* [Task to complete] Would you print every entry exactly as it appears?

* [Excerpted data]
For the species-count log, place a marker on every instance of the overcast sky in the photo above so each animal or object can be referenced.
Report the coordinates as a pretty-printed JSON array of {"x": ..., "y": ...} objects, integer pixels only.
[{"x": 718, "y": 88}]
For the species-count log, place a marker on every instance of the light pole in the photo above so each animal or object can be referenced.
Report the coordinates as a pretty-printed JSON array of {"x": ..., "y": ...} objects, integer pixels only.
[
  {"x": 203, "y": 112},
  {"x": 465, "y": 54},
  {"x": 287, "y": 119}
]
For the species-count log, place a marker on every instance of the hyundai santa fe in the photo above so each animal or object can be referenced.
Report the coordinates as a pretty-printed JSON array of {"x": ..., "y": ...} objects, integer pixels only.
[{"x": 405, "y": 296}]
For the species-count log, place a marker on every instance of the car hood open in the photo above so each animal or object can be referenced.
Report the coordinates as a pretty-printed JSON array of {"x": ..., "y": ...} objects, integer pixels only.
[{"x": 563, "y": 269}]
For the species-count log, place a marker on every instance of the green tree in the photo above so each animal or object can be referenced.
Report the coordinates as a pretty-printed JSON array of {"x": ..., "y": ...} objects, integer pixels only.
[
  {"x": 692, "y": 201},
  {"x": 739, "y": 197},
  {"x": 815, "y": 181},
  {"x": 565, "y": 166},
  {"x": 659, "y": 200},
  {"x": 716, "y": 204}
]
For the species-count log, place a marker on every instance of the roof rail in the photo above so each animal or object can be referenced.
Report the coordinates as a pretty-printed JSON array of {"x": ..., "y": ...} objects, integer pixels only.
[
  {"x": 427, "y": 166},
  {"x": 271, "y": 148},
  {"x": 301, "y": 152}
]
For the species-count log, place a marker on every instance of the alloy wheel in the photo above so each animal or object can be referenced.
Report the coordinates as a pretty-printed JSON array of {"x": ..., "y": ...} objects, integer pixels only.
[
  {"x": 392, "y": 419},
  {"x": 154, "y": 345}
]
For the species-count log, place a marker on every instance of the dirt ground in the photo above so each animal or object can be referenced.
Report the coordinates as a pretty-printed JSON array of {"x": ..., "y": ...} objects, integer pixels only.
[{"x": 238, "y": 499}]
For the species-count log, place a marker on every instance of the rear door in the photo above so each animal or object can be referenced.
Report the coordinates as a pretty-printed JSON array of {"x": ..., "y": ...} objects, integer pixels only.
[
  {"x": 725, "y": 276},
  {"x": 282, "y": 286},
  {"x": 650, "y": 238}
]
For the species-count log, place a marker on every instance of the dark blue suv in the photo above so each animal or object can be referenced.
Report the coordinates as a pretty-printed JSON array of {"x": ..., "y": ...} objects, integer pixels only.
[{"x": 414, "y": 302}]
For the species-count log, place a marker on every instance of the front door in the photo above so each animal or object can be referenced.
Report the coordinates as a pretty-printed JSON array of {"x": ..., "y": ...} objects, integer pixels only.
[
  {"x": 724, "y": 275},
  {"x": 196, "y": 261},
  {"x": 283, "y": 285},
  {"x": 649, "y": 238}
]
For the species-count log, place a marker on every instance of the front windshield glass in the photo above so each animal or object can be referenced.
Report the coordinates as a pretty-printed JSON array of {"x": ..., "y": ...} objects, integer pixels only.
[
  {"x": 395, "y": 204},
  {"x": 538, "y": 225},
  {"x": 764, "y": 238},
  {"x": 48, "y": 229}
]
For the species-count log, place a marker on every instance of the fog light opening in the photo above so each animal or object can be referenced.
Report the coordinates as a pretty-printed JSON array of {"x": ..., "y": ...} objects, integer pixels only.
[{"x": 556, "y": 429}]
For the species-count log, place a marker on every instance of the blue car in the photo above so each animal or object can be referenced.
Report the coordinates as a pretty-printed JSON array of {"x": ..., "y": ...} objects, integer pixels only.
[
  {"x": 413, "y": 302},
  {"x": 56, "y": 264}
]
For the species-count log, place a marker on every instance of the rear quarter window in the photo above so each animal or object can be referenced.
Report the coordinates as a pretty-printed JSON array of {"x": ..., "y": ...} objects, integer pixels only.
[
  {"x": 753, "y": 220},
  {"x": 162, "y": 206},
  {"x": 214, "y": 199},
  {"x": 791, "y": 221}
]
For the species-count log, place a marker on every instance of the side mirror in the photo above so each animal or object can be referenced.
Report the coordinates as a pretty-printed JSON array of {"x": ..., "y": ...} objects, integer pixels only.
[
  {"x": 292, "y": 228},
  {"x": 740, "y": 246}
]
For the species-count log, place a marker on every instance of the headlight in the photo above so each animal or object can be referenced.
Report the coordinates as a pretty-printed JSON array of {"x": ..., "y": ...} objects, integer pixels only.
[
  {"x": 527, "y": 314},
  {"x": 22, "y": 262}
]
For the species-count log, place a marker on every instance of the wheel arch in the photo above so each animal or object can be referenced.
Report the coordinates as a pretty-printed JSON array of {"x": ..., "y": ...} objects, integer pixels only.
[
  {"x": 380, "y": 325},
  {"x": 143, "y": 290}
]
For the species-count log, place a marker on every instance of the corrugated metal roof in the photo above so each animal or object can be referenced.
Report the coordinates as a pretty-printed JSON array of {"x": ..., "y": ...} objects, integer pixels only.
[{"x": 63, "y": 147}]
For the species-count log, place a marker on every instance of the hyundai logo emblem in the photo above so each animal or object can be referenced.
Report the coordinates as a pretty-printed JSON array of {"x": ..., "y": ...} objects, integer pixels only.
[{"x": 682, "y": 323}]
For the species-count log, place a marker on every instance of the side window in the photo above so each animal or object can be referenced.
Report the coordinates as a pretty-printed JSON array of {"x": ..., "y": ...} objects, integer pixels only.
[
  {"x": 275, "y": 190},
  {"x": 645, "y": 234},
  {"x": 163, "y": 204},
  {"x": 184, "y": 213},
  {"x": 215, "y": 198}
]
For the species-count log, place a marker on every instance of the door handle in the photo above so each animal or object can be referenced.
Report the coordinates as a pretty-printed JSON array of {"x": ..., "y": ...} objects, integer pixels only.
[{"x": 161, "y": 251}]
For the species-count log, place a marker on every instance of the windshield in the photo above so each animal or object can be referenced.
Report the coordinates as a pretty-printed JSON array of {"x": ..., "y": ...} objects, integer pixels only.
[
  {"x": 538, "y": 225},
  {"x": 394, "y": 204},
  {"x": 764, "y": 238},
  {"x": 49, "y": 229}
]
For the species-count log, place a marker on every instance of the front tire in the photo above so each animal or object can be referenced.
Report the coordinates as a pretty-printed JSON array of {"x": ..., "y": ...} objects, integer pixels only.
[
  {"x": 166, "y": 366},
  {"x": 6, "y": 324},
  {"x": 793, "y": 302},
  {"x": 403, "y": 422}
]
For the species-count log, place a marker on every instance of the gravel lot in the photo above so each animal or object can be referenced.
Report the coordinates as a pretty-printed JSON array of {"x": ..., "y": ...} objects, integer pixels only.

* [Answer to this exercise]
For the species-count log, place a marker on every instance of the overcast sky in the photo above so each animal or object can be referenced.
Report the coordinates as a pretty-printed JSON array of {"x": ..., "y": ...} objects, integer pixels only.
[{"x": 718, "y": 88}]
For the species-count log, place a marker on every instance of the light pole in the photo above so each animal or object can be referenced.
Report the coordinates as a pretty-printed JSON array of {"x": ..., "y": ...} objects, integer pixels only.
[
  {"x": 203, "y": 112},
  {"x": 465, "y": 54},
  {"x": 287, "y": 119}
]
For the species-count log, place a marker on every instance of the hyundai santa fe in the photo above so each animal or object can be referenced.
Report the coordinates as a pretty-printed JSON array of {"x": ..., "y": ...} objects, integer pixels only.
[{"x": 405, "y": 296}]
For the species-count log, place a marker on every instance of the car hood open in the photo above so each animal or object can be referenced.
Report the coordinates as a pretty-printed JSON array of {"x": ..., "y": ...} objects, integer pixels only.
[{"x": 563, "y": 269}]
For the species-count log, place a marker on every instance of the green tree in the photo above so each animal or object can be referenced.
Report the coordinates as a pretty-printed JSON array of {"x": ..., "y": ...} objects, integer pixels only.
[
  {"x": 692, "y": 201},
  {"x": 739, "y": 197},
  {"x": 815, "y": 181},
  {"x": 565, "y": 166},
  {"x": 659, "y": 200},
  {"x": 716, "y": 204}
]
For the species-count log, place a marker on every instance of the roof rail in the photo above so each animal or object can be referenced.
Report the coordinates as a pretty-printed JSON array of {"x": ..., "y": ...} objects, integer pixels only.
[
  {"x": 427, "y": 166},
  {"x": 271, "y": 148},
  {"x": 301, "y": 152}
]
For the species-count log, place a marker on every instance of the alloy wheel in the photo above so each animal or object can be referenced.
Report the coordinates as a pretty-printed JSON array of {"x": ..., "y": ...} objects, integer pixels only.
[
  {"x": 392, "y": 419},
  {"x": 154, "y": 345}
]
For the species-count log, place a marker on every instance of the dirt ground in the photo above so each animal or object can be referenced.
Report the coordinates as a pretty-printed JSON array of {"x": ..., "y": ...} objects, integer pixels only.
[{"x": 238, "y": 499}]
For the species-count log, place a marker on every instance of the rear door in the photo above so each animal or object can be referenced.
Report the coordinates as a pretty-printed JSON array of {"x": ..., "y": ...} objects, integer pixels only.
[
  {"x": 725, "y": 276},
  {"x": 282, "y": 286},
  {"x": 650, "y": 238}
]
For the species-count log, place a marker on every instance of the dark blue suv in the photo above so each animal or object can be referenced.
Report the coordinates as a pretty-printed JSON array of {"x": ..., "y": ...} objects, integer pixels only.
[{"x": 414, "y": 302}]
For the species-count log, place a marker on every instance of the front door in the photo above so each animal or object can be referenced.
Report the coordinates as a pretty-printed JSON array of {"x": ..., "y": ...} objects, integer pixels only.
[
  {"x": 724, "y": 275},
  {"x": 196, "y": 261},
  {"x": 283, "y": 285},
  {"x": 649, "y": 238}
]
For the species-count log, place a marker on every instance of the front windshield glass in the photo above so each animal or object can be referenced.
Report the coordinates as a pretty-printed JSON array of {"x": ..., "y": ...} objects, integer pixels only.
[
  {"x": 395, "y": 204},
  {"x": 538, "y": 225},
  {"x": 764, "y": 238},
  {"x": 48, "y": 229}
]
For the species-count log, place a marker on every instance of the fog light opening in the photo above so each animal or object can be referenced.
Report the coordinates as a pretty-printed JSON array of {"x": ..., "y": ...} objects, integer pixels only.
[{"x": 556, "y": 429}]
For the species-count log, place a marker on every instance of the blue car in the photo above so each animal or object can be referenced.
Report the coordinates as a pretty-printed JSON array of {"x": ..., "y": ...} objects, integer pixels only.
[
  {"x": 413, "y": 302},
  {"x": 56, "y": 264}
]
For the species-count log, place a marker on every instance of the rear quarter window in the photo above so each animal or object can be referenced.
Report the coordinates as a pretty-printed JSON array of {"x": ..., "y": ...} objects, integer pixels only.
[
  {"x": 753, "y": 220},
  {"x": 162, "y": 206},
  {"x": 214, "y": 199},
  {"x": 791, "y": 221}
]
For the species-count log, place a marker on every instance of the side mirror in the photo above so each animal or object can be referenced.
Report the coordinates as a pretty-printed JSON array of {"x": ..., "y": ...} objects, integer pixels only.
[
  {"x": 292, "y": 228},
  {"x": 740, "y": 246}
]
For the species-count log, place a marker on every instance of the headlight in the photo above so each animal or object can be referenced.
Report the coordinates as a pretty-printed JSON array of {"x": ..., "y": ...} objects, integer pixels only.
[
  {"x": 527, "y": 314},
  {"x": 22, "y": 262}
]
For the species-count log, place a marker on every instance of the wheel arch in the photo above so each animal or object can be referenced.
Report the coordinates as a pretty-printed JSON array of {"x": ..., "y": ...} objects, integer pixels only.
[
  {"x": 380, "y": 325},
  {"x": 143, "y": 290}
]
For the species-count log, place a marker on every instance of the corrugated metal roof in the photo above so each animal or object can be referenced.
Report the coordinates as a pretty-printed JSON array of {"x": ..., "y": ...} objects, integer pixels only.
[{"x": 63, "y": 147}]
For the species-count log, place a marker on every instance of the hyundai logo emblem in the photo above so each animal or object can be referenced.
Report the coordinates as a pretty-printed JSON array of {"x": ..., "y": ...} objects, integer pixels only.
[{"x": 682, "y": 323}]
For the species-count log, place a marker on every instance of the side window in the photo above so each animal or object can be referenced.
Report the coordinates as a pretty-printed JSON array of {"x": ..., "y": ...} objects, integer pixels only.
[
  {"x": 275, "y": 190},
  {"x": 645, "y": 234},
  {"x": 163, "y": 204},
  {"x": 184, "y": 213},
  {"x": 215, "y": 198}
]
For the species-count log, place a marker on every instance of the door handle in the photo above so each animal or object can be referenced.
Report the coordinates as a pretty-printed JSON array of {"x": ..., "y": ...} objects, integer pixels only.
[{"x": 161, "y": 251}]
For the species-count log, place a marker on every instance of the windshield in the photo above so each animal or object can be referenced.
Report the coordinates as a pretty-printed JSON array of {"x": ..., "y": ...} objects, integer pixels only.
[
  {"x": 538, "y": 225},
  {"x": 394, "y": 204},
  {"x": 764, "y": 238},
  {"x": 49, "y": 229}
]
For the species-count log, place a marker on every instance of the front tire in the photo above so each animal or object can be referenced.
Report the coordinates as a pretty-printed JSON array of {"x": ..., "y": ...} objects, integer pixels only.
[
  {"x": 166, "y": 366},
  {"x": 6, "y": 324},
  {"x": 793, "y": 302},
  {"x": 403, "y": 422}
]
For the species-count log, place a marker on every instance of the gravel lot in the photo above so each animal or object can be referenced.
Report the coordinates as a pretty-printed JSON array of {"x": ..., "y": ...} objects, integer pixels only.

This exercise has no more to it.